- WRITTEN REQUEST -
Can you render every line of the records below as a Markdown table with the columns Row and Text, numbering each row and leaving out blank lines?

-- BEGIN --

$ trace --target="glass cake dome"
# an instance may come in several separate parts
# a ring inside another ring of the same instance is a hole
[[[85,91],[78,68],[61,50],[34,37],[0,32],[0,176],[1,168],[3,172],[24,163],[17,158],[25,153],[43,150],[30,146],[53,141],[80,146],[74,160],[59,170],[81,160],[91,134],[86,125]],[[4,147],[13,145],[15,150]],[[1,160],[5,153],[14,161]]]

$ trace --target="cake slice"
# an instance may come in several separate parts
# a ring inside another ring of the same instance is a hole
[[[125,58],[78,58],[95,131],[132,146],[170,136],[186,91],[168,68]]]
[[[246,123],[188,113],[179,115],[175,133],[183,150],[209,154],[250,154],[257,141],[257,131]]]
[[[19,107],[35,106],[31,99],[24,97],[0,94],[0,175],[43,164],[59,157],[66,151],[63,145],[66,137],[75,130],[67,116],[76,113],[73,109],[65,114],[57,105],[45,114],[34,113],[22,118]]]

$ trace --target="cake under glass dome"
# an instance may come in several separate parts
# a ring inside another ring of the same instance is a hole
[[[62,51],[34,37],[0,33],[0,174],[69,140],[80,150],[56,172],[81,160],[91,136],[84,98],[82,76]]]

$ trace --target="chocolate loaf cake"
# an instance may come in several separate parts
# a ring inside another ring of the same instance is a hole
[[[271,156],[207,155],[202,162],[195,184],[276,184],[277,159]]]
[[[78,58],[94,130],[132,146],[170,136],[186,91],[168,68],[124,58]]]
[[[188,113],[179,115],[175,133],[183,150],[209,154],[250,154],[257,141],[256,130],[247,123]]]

-- END --

- WORKED ANSWER -
| Row | Text |
|---|---|
| 1 | $ trace --target="glass cake dome" |
| 2 | # an instance may come in several separate parts |
| 3 | # a ring inside another ring of the same instance is a hole |
| 4 | [[[85,91],[78,68],[61,50],[34,37],[0,32],[0,176],[1,168],[3,172],[24,163],[17,158],[25,153],[43,150],[30,146],[53,141],[80,146],[74,160],[59,170],[81,160],[91,134],[86,125]],[[4,147],[13,145],[15,150]],[[1,160],[5,153],[14,161]]] |
| 5 | $ trace --target="cake slice" |
| 6 | # an instance may come in several separate parts |
| 7 | # a ring inside another ring of the same instance is a hole |
| 8 | [[[125,58],[78,58],[95,131],[132,146],[170,136],[186,91],[168,68]]] |
| 9 | [[[246,123],[188,113],[179,115],[175,133],[183,150],[209,154],[250,154],[257,141],[257,131]]] |
| 10 | [[[19,107],[35,106],[31,99],[24,97],[0,94],[0,175],[43,164],[59,157],[66,151],[63,145],[66,137],[75,130],[67,116],[76,113],[73,109],[65,114],[57,105],[45,114],[34,113],[22,118]]] |
| 11 | $ trace --target="cake under glass dome" |
| 12 | # an instance may come in several separate parts |
| 13 | # a ring inside another ring of the same instance is a hole |
| 14 | [[[62,51],[34,37],[0,33],[0,174],[69,140],[80,150],[56,172],[81,160],[91,136],[84,98],[82,76]]] |
| 15 | $ trace --target="chocolate loaf cake" |
| 16 | # an instance may come in several separate parts |
| 17 | # a ring inside another ring of the same instance is a hole |
| 18 | [[[271,156],[207,155],[202,162],[195,184],[276,184],[277,159]]] |
| 19 | [[[78,58],[94,130],[132,146],[170,136],[186,91],[168,68],[124,58]]] |
| 20 | [[[188,113],[179,115],[175,133],[183,150],[209,154],[250,154],[257,141],[256,130],[247,123]]] |